Go through the data and retrieve each line that includes the string "railing".

—————

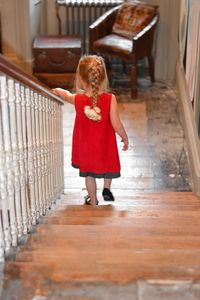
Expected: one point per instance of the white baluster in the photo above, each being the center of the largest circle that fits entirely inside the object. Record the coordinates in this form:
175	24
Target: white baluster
3	180
40	160
50	150
8	179
2	246
44	185
15	154
37	153
54	150
22	175
34	149
47	152
25	156
31	188
61	150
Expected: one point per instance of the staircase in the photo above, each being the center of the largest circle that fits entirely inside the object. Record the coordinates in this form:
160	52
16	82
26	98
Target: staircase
144	246
141	247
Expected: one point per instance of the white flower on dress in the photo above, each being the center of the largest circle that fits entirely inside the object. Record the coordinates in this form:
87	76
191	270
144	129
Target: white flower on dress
93	113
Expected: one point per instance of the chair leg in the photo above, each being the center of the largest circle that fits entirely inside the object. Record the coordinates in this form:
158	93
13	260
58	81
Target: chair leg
134	81
151	67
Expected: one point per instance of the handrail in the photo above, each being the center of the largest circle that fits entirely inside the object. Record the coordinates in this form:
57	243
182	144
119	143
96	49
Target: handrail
15	72
31	153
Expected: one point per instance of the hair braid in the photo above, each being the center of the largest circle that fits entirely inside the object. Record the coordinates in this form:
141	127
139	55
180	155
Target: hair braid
91	75
95	78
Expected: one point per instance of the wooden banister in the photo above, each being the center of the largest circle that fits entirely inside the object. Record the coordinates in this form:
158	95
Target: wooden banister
18	74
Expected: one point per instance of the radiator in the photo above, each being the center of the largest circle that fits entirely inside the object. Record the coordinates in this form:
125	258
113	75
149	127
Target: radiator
75	17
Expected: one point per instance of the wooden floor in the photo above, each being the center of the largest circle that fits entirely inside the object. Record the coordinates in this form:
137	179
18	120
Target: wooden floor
144	246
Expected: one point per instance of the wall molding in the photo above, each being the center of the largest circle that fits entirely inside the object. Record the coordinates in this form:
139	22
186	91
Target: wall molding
191	134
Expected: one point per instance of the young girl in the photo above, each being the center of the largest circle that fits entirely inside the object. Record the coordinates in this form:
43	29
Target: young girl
94	145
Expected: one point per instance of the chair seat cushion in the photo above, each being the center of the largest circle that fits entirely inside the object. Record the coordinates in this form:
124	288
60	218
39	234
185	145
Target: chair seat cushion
114	44
132	17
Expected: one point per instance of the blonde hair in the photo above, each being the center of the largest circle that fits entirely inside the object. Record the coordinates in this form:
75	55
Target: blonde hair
91	72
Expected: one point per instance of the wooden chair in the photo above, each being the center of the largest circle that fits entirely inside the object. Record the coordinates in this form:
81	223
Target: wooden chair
126	32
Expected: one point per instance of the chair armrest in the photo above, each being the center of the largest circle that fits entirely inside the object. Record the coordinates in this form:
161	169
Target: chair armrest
102	26
143	41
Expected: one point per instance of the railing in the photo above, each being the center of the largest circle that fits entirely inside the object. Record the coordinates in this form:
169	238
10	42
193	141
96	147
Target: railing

—————

Worked solution –
Expected: one point per instance of the railing in the photo above, each being the center of the largest circle that fits entirely inside the object. Record the coordinates in this form:
Target: railing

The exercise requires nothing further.